**Short problem a**
Copy word for word the passage of the movie review that begins at the words "BORDER RADIO has" and stops after "makes any impression.".

**Page extract**
- - - - - - -

Friday, May 25, 2018

MOOM PITCHER REVIEW BY BRAD KOHLER! BORDER RADIO (Pacific Arts Video, 1988)

Scored this and THE HOLLYWOOD STRANGLER MEETS THE SKID ROW SLASHER out of the bargain bin at a video store years ago. Recently rewatched it, and if anything its even slower than I remember. And not because the tracking speed of the VHS cassette is off-kilter with age.

BORDER RADIO has been called "one of the best movies ever about rock n' roll" or so crows the back of the tape case, but apparently no one wanted to take credit for that wildly overstated kudo.

If you pop a woody over classic LA gig flyers there are plenty in the background of this flick. But what can you say about a movie where the highlight is Eddie Flowers putting down the Clash to some brit dimwit?

Shot piecemeal on a budget that probably didn't even allow for a catering allowance of gas station hotdogs, only Chris Shearer as a roadie moving in on Chris D's old lady while he's skipped town to avoid the payback for a heist makes any impression.

Yeah the soundtrack is OK, but only just OK. (At least a Flesheaters tune instead of solo Chris D. would have kept my head from bobbing sleepily into the popcorn bowl.) More proof the eighties sucked. Darby Crash certainly knew when to check out, even if his math was based on a Bowie song and not the coming of MTV.

Thursday, May 24, 2018

BOOK REVIEW! THE COMPLETE RACKET SQUAD IN ACTION: VOLUME ONE (available via Gawandanald Comics)

- - - - - - -

**Data shown**
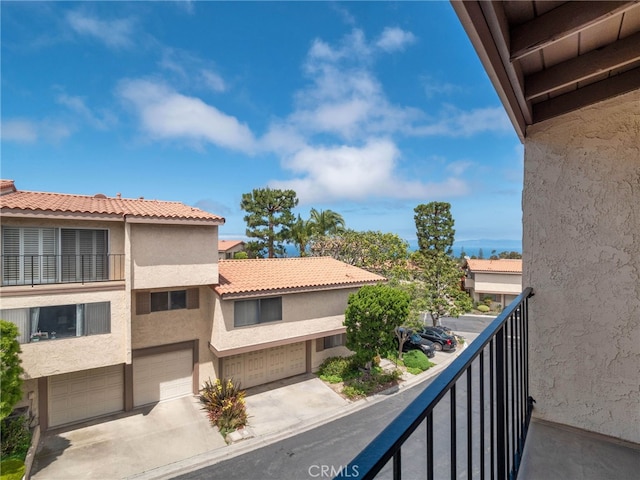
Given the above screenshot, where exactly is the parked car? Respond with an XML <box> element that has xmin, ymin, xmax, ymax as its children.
<box><xmin>396</xmin><ymin>329</ymin><xmax>436</xmax><ymax>358</ymax></box>
<box><xmin>418</xmin><ymin>327</ymin><xmax>458</xmax><ymax>352</ymax></box>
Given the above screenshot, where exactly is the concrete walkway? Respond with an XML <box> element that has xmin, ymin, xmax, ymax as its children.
<box><xmin>32</xmin><ymin>334</ymin><xmax>476</xmax><ymax>480</ymax></box>
<box><xmin>129</xmin><ymin>333</ymin><xmax>477</xmax><ymax>480</ymax></box>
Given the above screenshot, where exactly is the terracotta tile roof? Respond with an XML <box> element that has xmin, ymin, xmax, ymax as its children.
<box><xmin>218</xmin><ymin>240</ymin><xmax>244</xmax><ymax>252</ymax></box>
<box><xmin>214</xmin><ymin>257</ymin><xmax>386</xmax><ymax>296</ymax></box>
<box><xmin>0</xmin><ymin>180</ymin><xmax>224</xmax><ymax>224</ymax></box>
<box><xmin>467</xmin><ymin>258</ymin><xmax>522</xmax><ymax>273</ymax></box>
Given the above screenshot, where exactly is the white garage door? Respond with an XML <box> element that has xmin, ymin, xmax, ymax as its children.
<box><xmin>133</xmin><ymin>349</ymin><xmax>193</xmax><ymax>407</ymax></box>
<box><xmin>223</xmin><ymin>342</ymin><xmax>307</xmax><ymax>388</ymax></box>
<box><xmin>49</xmin><ymin>365</ymin><xmax>124</xmax><ymax>427</ymax></box>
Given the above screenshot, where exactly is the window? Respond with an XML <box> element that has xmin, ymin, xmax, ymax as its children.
<box><xmin>233</xmin><ymin>297</ymin><xmax>282</xmax><ymax>327</ymax></box>
<box><xmin>0</xmin><ymin>302</ymin><xmax>111</xmax><ymax>343</ymax></box>
<box><xmin>2</xmin><ymin>227</ymin><xmax>109</xmax><ymax>285</ymax></box>
<box><xmin>324</xmin><ymin>333</ymin><xmax>346</xmax><ymax>348</ymax></box>
<box><xmin>151</xmin><ymin>290</ymin><xmax>187</xmax><ymax>312</ymax></box>
<box><xmin>136</xmin><ymin>288</ymin><xmax>200</xmax><ymax>315</ymax></box>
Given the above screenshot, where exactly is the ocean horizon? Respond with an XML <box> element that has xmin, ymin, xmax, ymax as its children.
<box><xmin>285</xmin><ymin>239</ymin><xmax>522</xmax><ymax>258</ymax></box>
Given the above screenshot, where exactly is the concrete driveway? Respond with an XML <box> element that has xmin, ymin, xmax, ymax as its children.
<box><xmin>31</xmin><ymin>397</ymin><xmax>226</xmax><ymax>480</ymax></box>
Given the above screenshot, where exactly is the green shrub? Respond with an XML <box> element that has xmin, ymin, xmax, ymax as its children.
<box><xmin>200</xmin><ymin>378</ymin><xmax>247</xmax><ymax>436</ymax></box>
<box><xmin>342</xmin><ymin>370</ymin><xmax>402</xmax><ymax>399</ymax></box>
<box><xmin>0</xmin><ymin>458</ymin><xmax>25</xmax><ymax>480</ymax></box>
<box><xmin>0</xmin><ymin>415</ymin><xmax>31</xmax><ymax>460</ymax></box>
<box><xmin>318</xmin><ymin>357</ymin><xmax>360</xmax><ymax>383</ymax></box>
<box><xmin>402</xmin><ymin>350</ymin><xmax>433</xmax><ymax>375</ymax></box>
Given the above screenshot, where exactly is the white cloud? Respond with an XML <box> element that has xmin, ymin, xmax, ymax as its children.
<box><xmin>2</xmin><ymin>120</ymin><xmax>38</xmax><ymax>143</ymax></box>
<box><xmin>376</xmin><ymin>27</ymin><xmax>416</xmax><ymax>52</ymax></box>
<box><xmin>270</xmin><ymin>139</ymin><xmax>468</xmax><ymax>204</ymax></box>
<box><xmin>1</xmin><ymin>119</ymin><xmax>73</xmax><ymax>143</ymax></box>
<box><xmin>67</xmin><ymin>11</ymin><xmax>134</xmax><ymax>48</ymax></box>
<box><xmin>406</xmin><ymin>106</ymin><xmax>513</xmax><ymax>137</ymax></box>
<box><xmin>118</xmin><ymin>80</ymin><xmax>256</xmax><ymax>153</ymax></box>
<box><xmin>446</xmin><ymin>160</ymin><xmax>475</xmax><ymax>177</ymax></box>
<box><xmin>56</xmin><ymin>93</ymin><xmax>116</xmax><ymax>130</ymax></box>
<box><xmin>200</xmin><ymin>70</ymin><xmax>227</xmax><ymax>92</ymax></box>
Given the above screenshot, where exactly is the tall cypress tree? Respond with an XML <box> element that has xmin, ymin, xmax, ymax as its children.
<box><xmin>413</xmin><ymin>202</ymin><xmax>456</xmax><ymax>255</ymax></box>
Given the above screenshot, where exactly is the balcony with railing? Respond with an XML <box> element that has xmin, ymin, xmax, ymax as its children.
<box><xmin>336</xmin><ymin>288</ymin><xmax>640</xmax><ymax>480</ymax></box>
<box><xmin>1</xmin><ymin>253</ymin><xmax>124</xmax><ymax>287</ymax></box>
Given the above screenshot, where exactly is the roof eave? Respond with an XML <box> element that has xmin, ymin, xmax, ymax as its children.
<box><xmin>213</xmin><ymin>278</ymin><xmax>387</xmax><ymax>300</ymax></box>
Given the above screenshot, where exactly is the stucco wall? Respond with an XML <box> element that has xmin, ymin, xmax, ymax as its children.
<box><xmin>2</xmin><ymin>290</ymin><xmax>129</xmax><ymax>378</ymax></box>
<box><xmin>523</xmin><ymin>91</ymin><xmax>640</xmax><ymax>442</ymax></box>
<box><xmin>474</xmin><ymin>273</ymin><xmax>522</xmax><ymax>295</ymax></box>
<box><xmin>131</xmin><ymin>287</ymin><xmax>213</xmax><ymax>382</ymax></box>
<box><xmin>211</xmin><ymin>289</ymin><xmax>357</xmax><ymax>351</ymax></box>
<box><xmin>0</xmin><ymin>217</ymin><xmax>124</xmax><ymax>254</ymax></box>
<box><xmin>131</xmin><ymin>224</ymin><xmax>218</xmax><ymax>289</ymax></box>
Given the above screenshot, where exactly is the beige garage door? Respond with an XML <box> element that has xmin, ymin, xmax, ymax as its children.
<box><xmin>133</xmin><ymin>349</ymin><xmax>193</xmax><ymax>407</ymax></box>
<box><xmin>223</xmin><ymin>342</ymin><xmax>307</xmax><ymax>388</ymax></box>
<box><xmin>49</xmin><ymin>365</ymin><xmax>124</xmax><ymax>427</ymax></box>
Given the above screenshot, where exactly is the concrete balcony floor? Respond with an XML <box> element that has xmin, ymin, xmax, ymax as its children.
<box><xmin>518</xmin><ymin>419</ymin><xmax>640</xmax><ymax>480</ymax></box>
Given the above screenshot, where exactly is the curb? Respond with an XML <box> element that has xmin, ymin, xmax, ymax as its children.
<box><xmin>127</xmin><ymin>341</ymin><xmax>469</xmax><ymax>480</ymax></box>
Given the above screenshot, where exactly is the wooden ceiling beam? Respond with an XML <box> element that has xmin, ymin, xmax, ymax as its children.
<box><xmin>533</xmin><ymin>67</ymin><xmax>640</xmax><ymax>123</ymax></box>
<box><xmin>524</xmin><ymin>32</ymin><xmax>640</xmax><ymax>100</ymax></box>
<box><xmin>510</xmin><ymin>0</ymin><xmax>638</xmax><ymax>61</ymax></box>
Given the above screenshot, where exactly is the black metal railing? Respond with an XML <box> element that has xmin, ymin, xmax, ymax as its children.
<box><xmin>2</xmin><ymin>254</ymin><xmax>124</xmax><ymax>286</ymax></box>
<box><xmin>335</xmin><ymin>288</ymin><xmax>533</xmax><ymax>480</ymax></box>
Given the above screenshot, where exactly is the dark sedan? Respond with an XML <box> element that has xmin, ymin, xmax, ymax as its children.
<box><xmin>418</xmin><ymin>327</ymin><xmax>458</xmax><ymax>352</ymax></box>
<box><xmin>396</xmin><ymin>332</ymin><xmax>437</xmax><ymax>358</ymax></box>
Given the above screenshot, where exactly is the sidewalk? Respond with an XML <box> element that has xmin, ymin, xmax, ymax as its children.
<box><xmin>128</xmin><ymin>333</ymin><xmax>477</xmax><ymax>480</ymax></box>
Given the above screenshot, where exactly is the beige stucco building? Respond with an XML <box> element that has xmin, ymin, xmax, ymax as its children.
<box><xmin>452</xmin><ymin>1</ymin><xmax>640</xmax><ymax>444</ymax></box>
<box><xmin>0</xmin><ymin>180</ymin><xmax>224</xmax><ymax>430</ymax></box>
<box><xmin>0</xmin><ymin>180</ymin><xmax>384</xmax><ymax>430</ymax></box>
<box><xmin>463</xmin><ymin>258</ymin><xmax>522</xmax><ymax>307</ymax></box>
<box><xmin>210</xmin><ymin>257</ymin><xmax>385</xmax><ymax>387</ymax></box>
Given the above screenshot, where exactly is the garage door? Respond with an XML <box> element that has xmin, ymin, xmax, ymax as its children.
<box><xmin>49</xmin><ymin>365</ymin><xmax>124</xmax><ymax>427</ymax></box>
<box><xmin>223</xmin><ymin>342</ymin><xmax>307</xmax><ymax>388</ymax></box>
<box><xmin>133</xmin><ymin>349</ymin><xmax>193</xmax><ymax>407</ymax></box>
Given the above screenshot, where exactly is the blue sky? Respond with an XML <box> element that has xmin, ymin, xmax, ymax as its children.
<box><xmin>1</xmin><ymin>1</ymin><xmax>523</xmax><ymax>246</ymax></box>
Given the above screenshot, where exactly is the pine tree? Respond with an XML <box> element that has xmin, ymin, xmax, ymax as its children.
<box><xmin>0</xmin><ymin>320</ymin><xmax>23</xmax><ymax>420</ymax></box>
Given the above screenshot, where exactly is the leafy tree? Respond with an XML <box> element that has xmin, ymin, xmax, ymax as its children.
<box><xmin>344</xmin><ymin>284</ymin><xmax>409</xmax><ymax>365</ymax></box>
<box><xmin>291</xmin><ymin>215</ymin><xmax>311</xmax><ymax>257</ymax></box>
<box><xmin>0</xmin><ymin>320</ymin><xmax>23</xmax><ymax>420</ymax></box>
<box><xmin>413</xmin><ymin>202</ymin><xmax>456</xmax><ymax>255</ymax></box>
<box><xmin>309</xmin><ymin>208</ymin><xmax>345</xmax><ymax>236</ymax></box>
<box><xmin>311</xmin><ymin>230</ymin><xmax>409</xmax><ymax>276</ymax></box>
<box><xmin>240</xmin><ymin>188</ymin><xmax>298</xmax><ymax>258</ymax></box>
<box><xmin>410</xmin><ymin>252</ymin><xmax>473</xmax><ymax>326</ymax></box>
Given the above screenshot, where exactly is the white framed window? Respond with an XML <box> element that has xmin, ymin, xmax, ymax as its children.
<box><xmin>233</xmin><ymin>297</ymin><xmax>282</xmax><ymax>327</ymax></box>
<box><xmin>2</xmin><ymin>226</ymin><xmax>109</xmax><ymax>285</ymax></box>
<box><xmin>324</xmin><ymin>333</ymin><xmax>347</xmax><ymax>348</ymax></box>
<box><xmin>0</xmin><ymin>302</ymin><xmax>111</xmax><ymax>343</ymax></box>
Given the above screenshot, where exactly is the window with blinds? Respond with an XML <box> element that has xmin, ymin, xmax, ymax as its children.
<box><xmin>233</xmin><ymin>297</ymin><xmax>282</xmax><ymax>327</ymax></box>
<box><xmin>0</xmin><ymin>302</ymin><xmax>111</xmax><ymax>343</ymax></box>
<box><xmin>2</xmin><ymin>226</ymin><xmax>109</xmax><ymax>285</ymax></box>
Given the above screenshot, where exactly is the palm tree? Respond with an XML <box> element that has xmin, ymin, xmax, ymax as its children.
<box><xmin>291</xmin><ymin>214</ymin><xmax>311</xmax><ymax>257</ymax></box>
<box><xmin>308</xmin><ymin>208</ymin><xmax>345</xmax><ymax>236</ymax></box>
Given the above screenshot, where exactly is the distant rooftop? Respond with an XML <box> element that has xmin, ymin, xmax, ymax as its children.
<box><xmin>214</xmin><ymin>257</ymin><xmax>386</xmax><ymax>297</ymax></box>
<box><xmin>0</xmin><ymin>180</ymin><xmax>225</xmax><ymax>225</ymax></box>
<box><xmin>466</xmin><ymin>258</ymin><xmax>522</xmax><ymax>273</ymax></box>
<box><xmin>218</xmin><ymin>240</ymin><xmax>244</xmax><ymax>252</ymax></box>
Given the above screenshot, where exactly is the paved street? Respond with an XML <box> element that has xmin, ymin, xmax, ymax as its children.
<box><xmin>174</xmin><ymin>317</ymin><xmax>493</xmax><ymax>480</ymax></box>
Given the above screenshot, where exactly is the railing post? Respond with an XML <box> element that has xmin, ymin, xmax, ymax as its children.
<box><xmin>496</xmin><ymin>324</ymin><xmax>508</xmax><ymax>480</ymax></box>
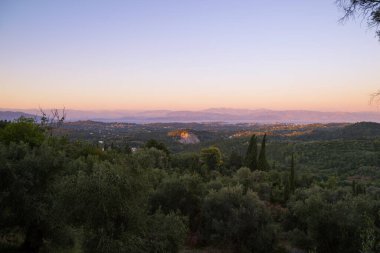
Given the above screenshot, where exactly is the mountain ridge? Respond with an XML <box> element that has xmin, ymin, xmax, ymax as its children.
<box><xmin>0</xmin><ymin>108</ymin><xmax>380</xmax><ymax>123</ymax></box>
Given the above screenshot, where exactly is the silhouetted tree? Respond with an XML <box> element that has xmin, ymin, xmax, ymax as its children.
<box><xmin>289</xmin><ymin>154</ymin><xmax>296</xmax><ymax>193</ymax></box>
<box><xmin>200</xmin><ymin>147</ymin><xmax>222</xmax><ymax>170</ymax></box>
<box><xmin>245</xmin><ymin>135</ymin><xmax>258</xmax><ymax>170</ymax></box>
<box><xmin>336</xmin><ymin>0</ymin><xmax>380</xmax><ymax>39</ymax></box>
<box><xmin>258</xmin><ymin>134</ymin><xmax>270</xmax><ymax>171</ymax></box>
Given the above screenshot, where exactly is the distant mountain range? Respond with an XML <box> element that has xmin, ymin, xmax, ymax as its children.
<box><xmin>0</xmin><ymin>108</ymin><xmax>380</xmax><ymax>123</ymax></box>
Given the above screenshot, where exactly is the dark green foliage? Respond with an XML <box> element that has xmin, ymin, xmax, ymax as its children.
<box><xmin>227</xmin><ymin>151</ymin><xmax>243</xmax><ymax>171</ymax></box>
<box><xmin>289</xmin><ymin>187</ymin><xmax>380</xmax><ymax>253</ymax></box>
<box><xmin>336</xmin><ymin>0</ymin><xmax>380</xmax><ymax>38</ymax></box>
<box><xmin>289</xmin><ymin>154</ymin><xmax>296</xmax><ymax>194</ymax></box>
<box><xmin>245</xmin><ymin>135</ymin><xmax>258</xmax><ymax>170</ymax></box>
<box><xmin>0</xmin><ymin>119</ymin><xmax>380</xmax><ymax>253</ymax></box>
<box><xmin>145</xmin><ymin>139</ymin><xmax>170</xmax><ymax>155</ymax></box>
<box><xmin>150</xmin><ymin>175</ymin><xmax>205</xmax><ymax>231</ymax></box>
<box><xmin>0</xmin><ymin>118</ymin><xmax>45</xmax><ymax>147</ymax></box>
<box><xmin>0</xmin><ymin>141</ymin><xmax>70</xmax><ymax>252</ymax></box>
<box><xmin>0</xmin><ymin>120</ymin><xmax>10</xmax><ymax>129</ymax></box>
<box><xmin>201</xmin><ymin>186</ymin><xmax>276</xmax><ymax>253</ymax></box>
<box><xmin>257</xmin><ymin>134</ymin><xmax>270</xmax><ymax>171</ymax></box>
<box><xmin>200</xmin><ymin>147</ymin><xmax>223</xmax><ymax>170</ymax></box>
<box><xmin>143</xmin><ymin>211</ymin><xmax>188</xmax><ymax>253</ymax></box>
<box><xmin>170</xmin><ymin>153</ymin><xmax>201</xmax><ymax>172</ymax></box>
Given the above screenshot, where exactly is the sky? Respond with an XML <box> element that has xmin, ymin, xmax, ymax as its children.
<box><xmin>0</xmin><ymin>0</ymin><xmax>380</xmax><ymax>111</ymax></box>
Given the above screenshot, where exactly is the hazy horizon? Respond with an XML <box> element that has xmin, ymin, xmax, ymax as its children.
<box><xmin>0</xmin><ymin>0</ymin><xmax>380</xmax><ymax>112</ymax></box>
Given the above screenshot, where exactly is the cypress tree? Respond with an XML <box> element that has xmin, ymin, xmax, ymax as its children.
<box><xmin>245</xmin><ymin>135</ymin><xmax>258</xmax><ymax>170</ymax></box>
<box><xmin>289</xmin><ymin>154</ymin><xmax>296</xmax><ymax>193</ymax></box>
<box><xmin>284</xmin><ymin>179</ymin><xmax>290</xmax><ymax>202</ymax></box>
<box><xmin>351</xmin><ymin>180</ymin><xmax>357</xmax><ymax>196</ymax></box>
<box><xmin>258</xmin><ymin>134</ymin><xmax>269</xmax><ymax>171</ymax></box>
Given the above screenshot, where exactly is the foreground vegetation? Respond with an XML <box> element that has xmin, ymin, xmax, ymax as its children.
<box><xmin>0</xmin><ymin>119</ymin><xmax>380</xmax><ymax>253</ymax></box>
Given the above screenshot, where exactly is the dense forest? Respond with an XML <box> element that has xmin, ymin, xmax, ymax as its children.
<box><xmin>0</xmin><ymin>118</ymin><xmax>380</xmax><ymax>253</ymax></box>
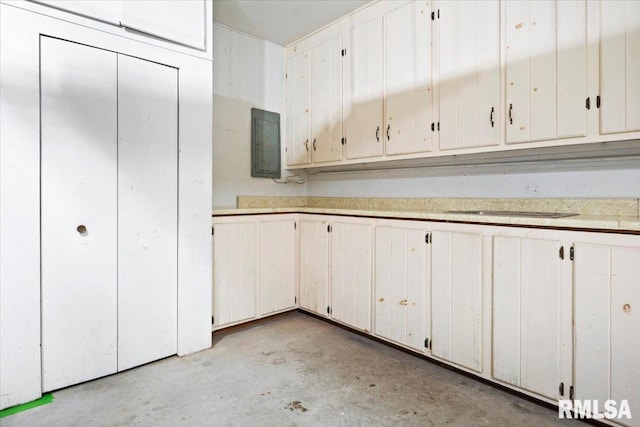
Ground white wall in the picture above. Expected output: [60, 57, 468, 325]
[213, 24, 306, 207]
[307, 159, 640, 198]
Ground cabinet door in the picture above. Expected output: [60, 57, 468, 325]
[600, 0, 640, 134]
[300, 219, 329, 316]
[431, 231, 482, 372]
[343, 17, 384, 159]
[311, 37, 342, 163]
[382, 2, 430, 154]
[574, 243, 640, 426]
[436, 0, 500, 150]
[374, 226, 429, 352]
[260, 219, 297, 315]
[504, 0, 587, 143]
[330, 222, 372, 332]
[286, 52, 311, 166]
[40, 37, 118, 391]
[118, 55, 178, 371]
[493, 236, 571, 399]
[213, 220, 256, 327]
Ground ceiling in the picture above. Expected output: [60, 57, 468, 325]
[213, 0, 371, 46]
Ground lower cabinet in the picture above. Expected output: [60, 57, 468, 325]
[299, 215, 329, 316]
[212, 215, 298, 329]
[373, 221, 431, 352]
[493, 236, 571, 399]
[429, 231, 483, 372]
[213, 214, 640, 427]
[329, 219, 373, 332]
[573, 243, 640, 426]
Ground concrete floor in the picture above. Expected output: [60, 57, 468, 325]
[0, 312, 576, 427]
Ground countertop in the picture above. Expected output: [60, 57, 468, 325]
[212, 206, 640, 234]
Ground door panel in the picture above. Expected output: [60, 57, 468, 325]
[118, 55, 178, 370]
[40, 37, 118, 391]
[431, 232, 482, 372]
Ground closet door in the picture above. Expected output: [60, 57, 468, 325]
[118, 55, 178, 371]
[40, 37, 118, 391]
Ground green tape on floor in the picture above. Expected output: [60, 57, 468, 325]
[0, 393, 53, 418]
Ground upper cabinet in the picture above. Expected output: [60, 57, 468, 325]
[434, 0, 502, 150]
[33, 0, 207, 50]
[599, 0, 640, 134]
[286, 0, 640, 169]
[343, 16, 385, 159]
[503, 0, 588, 144]
[382, 2, 434, 154]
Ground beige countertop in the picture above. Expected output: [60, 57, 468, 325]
[213, 206, 640, 233]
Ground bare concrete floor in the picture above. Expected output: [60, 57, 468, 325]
[0, 312, 575, 427]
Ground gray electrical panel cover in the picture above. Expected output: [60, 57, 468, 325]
[251, 108, 280, 178]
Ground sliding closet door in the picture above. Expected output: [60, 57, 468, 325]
[118, 55, 178, 371]
[40, 37, 118, 391]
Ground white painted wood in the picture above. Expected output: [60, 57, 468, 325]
[212, 219, 257, 327]
[32, 0, 122, 25]
[343, 16, 384, 159]
[299, 219, 329, 316]
[121, 0, 206, 49]
[574, 243, 640, 426]
[383, 2, 433, 154]
[373, 223, 430, 352]
[118, 55, 178, 371]
[505, 1, 595, 143]
[260, 219, 298, 315]
[493, 236, 570, 399]
[600, 0, 640, 134]
[431, 231, 482, 371]
[310, 37, 342, 163]
[436, 0, 502, 150]
[331, 221, 373, 332]
[555, 0, 596, 138]
[285, 51, 311, 165]
[41, 37, 118, 391]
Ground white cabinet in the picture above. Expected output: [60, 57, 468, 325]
[503, 0, 588, 144]
[600, 0, 640, 134]
[330, 219, 373, 332]
[382, 2, 432, 154]
[40, 37, 178, 391]
[311, 36, 343, 163]
[429, 231, 483, 372]
[574, 243, 640, 426]
[212, 218, 259, 327]
[259, 217, 298, 315]
[434, 0, 502, 150]
[373, 221, 431, 352]
[299, 216, 329, 316]
[285, 51, 311, 166]
[343, 16, 385, 159]
[493, 236, 571, 399]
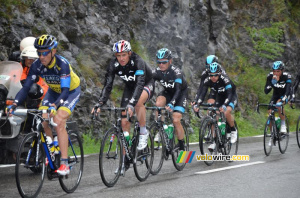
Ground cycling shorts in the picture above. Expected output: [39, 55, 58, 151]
[39, 86, 81, 115]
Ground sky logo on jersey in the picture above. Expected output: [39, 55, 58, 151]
[176, 151, 196, 164]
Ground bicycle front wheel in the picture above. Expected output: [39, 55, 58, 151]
[59, 131, 84, 193]
[15, 133, 45, 197]
[150, 122, 166, 175]
[199, 117, 217, 166]
[172, 120, 189, 171]
[99, 128, 123, 187]
[264, 118, 276, 156]
[296, 116, 300, 148]
[278, 117, 290, 154]
[133, 133, 154, 181]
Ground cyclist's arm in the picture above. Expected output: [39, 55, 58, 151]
[99, 60, 115, 104]
[265, 74, 273, 94]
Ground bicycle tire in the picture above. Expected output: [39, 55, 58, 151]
[278, 117, 290, 154]
[59, 131, 84, 193]
[296, 116, 300, 148]
[15, 132, 45, 197]
[99, 128, 123, 187]
[172, 120, 189, 171]
[133, 130, 154, 182]
[199, 116, 217, 166]
[149, 122, 166, 175]
[264, 117, 276, 156]
[225, 121, 239, 155]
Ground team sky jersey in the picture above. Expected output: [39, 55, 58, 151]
[99, 52, 152, 106]
[195, 65, 227, 101]
[152, 65, 187, 106]
[265, 72, 292, 100]
[15, 55, 80, 106]
[291, 71, 300, 98]
[197, 74, 236, 106]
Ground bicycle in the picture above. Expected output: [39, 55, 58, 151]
[13, 109, 84, 197]
[291, 100, 300, 148]
[146, 107, 189, 175]
[196, 103, 239, 166]
[93, 107, 153, 187]
[256, 102, 289, 156]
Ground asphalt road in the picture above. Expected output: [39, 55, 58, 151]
[0, 133, 300, 198]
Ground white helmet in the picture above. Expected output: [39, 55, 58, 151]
[21, 46, 39, 60]
[20, 36, 35, 52]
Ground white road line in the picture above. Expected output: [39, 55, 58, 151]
[195, 161, 266, 175]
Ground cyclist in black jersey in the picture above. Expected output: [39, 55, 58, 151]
[153, 48, 188, 150]
[265, 61, 292, 133]
[8, 34, 81, 175]
[195, 62, 237, 150]
[92, 40, 154, 150]
[291, 71, 300, 103]
[191, 55, 227, 107]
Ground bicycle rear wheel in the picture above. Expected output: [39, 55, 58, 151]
[296, 116, 300, 148]
[278, 117, 290, 154]
[172, 120, 189, 171]
[224, 121, 239, 155]
[133, 132, 154, 181]
[150, 122, 166, 175]
[15, 133, 45, 197]
[99, 128, 123, 187]
[264, 118, 276, 156]
[199, 117, 217, 166]
[59, 131, 84, 193]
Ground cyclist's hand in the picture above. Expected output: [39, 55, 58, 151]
[48, 105, 56, 117]
[5, 103, 17, 114]
[166, 103, 174, 112]
[126, 104, 134, 117]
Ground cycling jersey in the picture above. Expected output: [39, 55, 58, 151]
[265, 72, 292, 103]
[291, 71, 300, 98]
[197, 74, 237, 109]
[152, 65, 187, 112]
[195, 65, 227, 102]
[99, 52, 152, 106]
[15, 55, 80, 107]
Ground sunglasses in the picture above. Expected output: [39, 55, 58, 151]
[157, 60, 169, 65]
[37, 50, 51, 56]
[208, 73, 219, 77]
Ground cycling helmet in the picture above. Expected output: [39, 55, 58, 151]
[21, 46, 39, 60]
[34, 34, 57, 50]
[113, 40, 131, 53]
[272, 61, 284, 70]
[209, 62, 221, 73]
[156, 48, 172, 60]
[205, 55, 218, 67]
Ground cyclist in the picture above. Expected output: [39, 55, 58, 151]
[197, 62, 237, 150]
[8, 34, 81, 175]
[291, 71, 300, 103]
[92, 40, 154, 150]
[191, 55, 227, 108]
[153, 48, 188, 150]
[265, 61, 292, 133]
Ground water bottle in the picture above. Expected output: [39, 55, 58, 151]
[275, 117, 281, 130]
[53, 136, 60, 154]
[168, 124, 174, 139]
[124, 131, 132, 146]
[218, 118, 226, 135]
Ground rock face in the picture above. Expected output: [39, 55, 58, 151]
[0, 0, 300, 132]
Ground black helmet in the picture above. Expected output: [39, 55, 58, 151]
[156, 48, 172, 60]
[34, 34, 57, 50]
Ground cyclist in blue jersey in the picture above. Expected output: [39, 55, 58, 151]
[92, 40, 154, 150]
[8, 35, 81, 175]
[265, 61, 292, 133]
[152, 48, 188, 150]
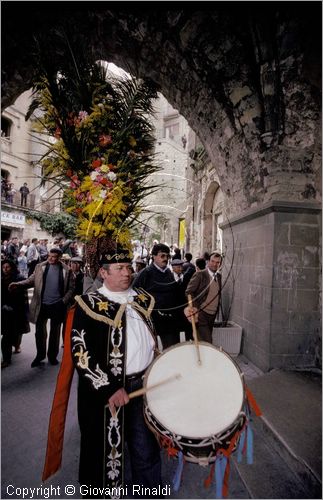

- - - - - - -

**Short problem b**
Count the lines in the records that contain the string "wall", with case counting. Reply with the number only.

**Solution a**
BORDER RADIO has been called "one of the best movies ever about rock n' roll" or so crows the back of the tape case, but apparently no one wanted to take credit for that wildly overstated kudo.

If you pop a woody over classic LA gig flyers there are plenty in the background of this flick. But what can you say about a movie where the highlight is Eddie Flowers putting down the Clash to some brit dimwit?

Shot piecemeal on a budget that probably didn't even allow for a catering allowance of gas station hotdogs, only Chris Shearer as a roadie moving in on Chris D's old lady while he's skipped town to avoid the payback for a heist makes any impression.

**Solution b**
2